Task directions — Copy the lines below word for word, omitting the pictures.

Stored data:
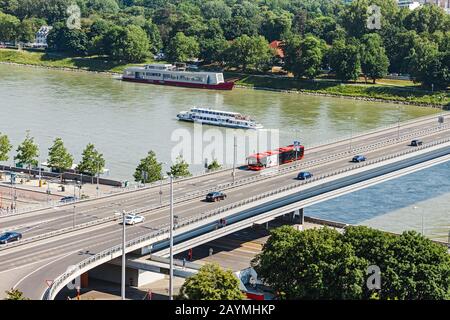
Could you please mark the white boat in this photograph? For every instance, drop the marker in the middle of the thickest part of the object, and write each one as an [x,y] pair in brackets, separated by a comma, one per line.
[219,118]
[171,75]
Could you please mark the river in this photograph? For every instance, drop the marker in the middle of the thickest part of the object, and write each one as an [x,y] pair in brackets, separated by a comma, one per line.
[126,120]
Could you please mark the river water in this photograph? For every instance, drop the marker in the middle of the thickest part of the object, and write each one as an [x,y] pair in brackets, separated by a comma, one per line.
[126,120]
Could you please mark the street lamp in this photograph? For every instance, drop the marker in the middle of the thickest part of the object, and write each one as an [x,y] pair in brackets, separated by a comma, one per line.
[171,239]
[351,131]
[415,208]
[123,255]
[399,108]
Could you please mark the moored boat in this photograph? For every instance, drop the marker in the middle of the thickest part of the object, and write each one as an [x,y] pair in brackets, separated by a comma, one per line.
[170,75]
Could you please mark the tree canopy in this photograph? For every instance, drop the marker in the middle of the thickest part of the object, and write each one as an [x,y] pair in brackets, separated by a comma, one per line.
[211,283]
[324,264]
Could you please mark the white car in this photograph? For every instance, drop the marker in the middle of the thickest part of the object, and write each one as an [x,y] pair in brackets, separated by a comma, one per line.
[133,219]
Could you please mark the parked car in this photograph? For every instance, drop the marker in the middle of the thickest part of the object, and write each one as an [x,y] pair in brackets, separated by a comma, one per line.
[359,158]
[68,199]
[215,196]
[9,237]
[416,143]
[132,219]
[304,175]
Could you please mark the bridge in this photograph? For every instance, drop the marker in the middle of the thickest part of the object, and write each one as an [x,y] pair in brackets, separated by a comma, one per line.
[88,234]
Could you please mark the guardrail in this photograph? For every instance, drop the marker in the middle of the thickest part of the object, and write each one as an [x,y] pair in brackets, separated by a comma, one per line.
[164,229]
[225,186]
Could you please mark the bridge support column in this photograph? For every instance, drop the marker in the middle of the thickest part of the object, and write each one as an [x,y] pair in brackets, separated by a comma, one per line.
[298,216]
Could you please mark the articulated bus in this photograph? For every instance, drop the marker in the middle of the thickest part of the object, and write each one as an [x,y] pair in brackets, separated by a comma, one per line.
[275,157]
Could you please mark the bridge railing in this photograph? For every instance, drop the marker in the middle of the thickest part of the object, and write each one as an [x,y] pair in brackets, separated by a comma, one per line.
[164,229]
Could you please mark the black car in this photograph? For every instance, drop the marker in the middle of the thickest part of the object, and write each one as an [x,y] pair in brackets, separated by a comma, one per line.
[215,196]
[68,199]
[9,237]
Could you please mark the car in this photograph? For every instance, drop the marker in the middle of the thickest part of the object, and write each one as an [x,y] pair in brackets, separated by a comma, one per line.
[416,143]
[132,219]
[9,237]
[358,158]
[304,175]
[68,199]
[215,196]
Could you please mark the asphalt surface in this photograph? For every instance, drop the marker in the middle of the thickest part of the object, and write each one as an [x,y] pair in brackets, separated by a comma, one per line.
[27,267]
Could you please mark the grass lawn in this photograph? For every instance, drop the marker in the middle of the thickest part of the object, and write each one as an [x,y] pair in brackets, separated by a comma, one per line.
[386,90]
[94,63]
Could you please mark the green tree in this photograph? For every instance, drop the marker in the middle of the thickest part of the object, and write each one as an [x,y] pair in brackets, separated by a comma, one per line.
[15,294]
[214,165]
[345,61]
[149,169]
[69,41]
[374,62]
[180,168]
[58,157]
[304,57]
[9,27]
[92,161]
[211,283]
[27,152]
[5,147]
[250,52]
[182,48]
[131,44]
[313,264]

Exercise output —
Could you please mark the white boat in this photograph? For every instance, drop the marker in the middle of the thickest part of the object, and write each one as an [x,y] pair in brackets, separated by a comma, one per line.
[219,118]
[171,75]
Could you please mark the river in this photograph? For every instance, drop the marker in the middle of the thickest part of the object, and write each one as an [x,y] pair in brackets, separated by a comma, one per line.
[126,120]
Could you please mark the river water in this photograph? For every instance, drop the marker in the middle of the thickest part of the object, and write each one as an [x,y] pair in brackets, separated by a comma, one per line.
[126,120]
Could you please mark the street lamp in this photograph? For every instance, drop the marker in the middle of the thickest part of the object, and write each one as an [x,y] pair in brackets, separated by a comma, one per line.
[171,239]
[351,131]
[415,208]
[123,255]
[399,108]
Could you please mark the moored boat in this photograph? For every instance, drop the marker in the middle of the thickest part of the object, and write each one as an [x,y] pair in brackets, separated by a comma, one per line.
[170,75]
Could you please mark the tree canopy in this photograph? For every instance, drop the marker in the middle of the thickest part of the object, and write each one as an [x,y] pair in brackets, separated by a comma, one per line.
[211,283]
[324,264]
Could you please mark the white car in this photograph? For every instance, drop the marker in the middle of the thickest part of the object, and write each one as an [x,y] pair in brackets, separated by a comma, one per line.
[133,219]
Could you please mark the parked car in this photograph? For every instance, drop the marker in the middle of the thickest part of the object, and write each one as an [x,y] pair in brackets, separated by a comma, one per line.
[359,158]
[68,199]
[215,196]
[9,237]
[416,143]
[132,219]
[304,175]
Could you please mark the bridge in this photograph? For every instance, drop the marker in the middle of the thickest part of the object, and write each one as an [x,y] pair in brackets, separated by a comma, one per line.
[88,234]
Could you please mark the guardrail in this photograph? For every instance, drop the marker in the middle of the thickest part of the object, and write each one as an [x,y] pair in brackets, separated by a comma, one per line.
[164,229]
[225,186]
Could you please mark the bridge support column in this photograph? For every instance, drop the marker in the middle of the thickest part of the object, and write each one as an [x,y] pair in brackets, separated by a comma, one per line.
[298,216]
Could you please mark the articulated bus in this photograph? For every instance, drop the marker in the middle of the thickest part of the object, and write each one as an [x,y] pair in brackets, separated by a comma, one per line.
[275,157]
Could you please mark the bridge railing in this photograph? For every instance, drop the marker in the middle of the thickest part of the object, and write each one as an [x,y] pair in brackets, separated by a comma, one per line.
[164,229]
Could you please mark the black car in this photograph? For every instance, drop the marker in the middle of the thickest part of the object, and write each one as an [x,y] pair in brackets, separated by a comma, one per line.
[215,196]
[68,199]
[9,237]
Could you please mark the car in this photograph? For every instance, drop the marker in the middle of the thickest part of the object, and write each one as an [x,y] pair in brackets, separated by a comma, one per line.
[416,143]
[132,219]
[9,237]
[358,158]
[304,175]
[68,199]
[215,196]
Could you please mark the asphalt surface in this photograph? For every instance, drop the marker in the middle of the thickest part of the object, and write each one as an [x,y] pair in brackets, separated by a comma, one per line.
[27,267]
Could you please mark the grass lawn in this photograph? For every instance, drop the marker in the middle of the thickest part of the object, and write each one as an [x,y] pair in brackets, separated by a comma, one per line.
[386,90]
[94,63]
Could you please mark the green tree in this photograph? For every instance, drop the marker in the middle of the thickest part of the object, and write each one as an [x,y] pair in brackets, separated by a comma, one per line.
[15,294]
[214,165]
[345,61]
[149,169]
[69,41]
[374,62]
[180,168]
[58,157]
[304,57]
[9,27]
[92,161]
[211,283]
[27,152]
[5,147]
[250,52]
[182,48]
[131,44]
[313,264]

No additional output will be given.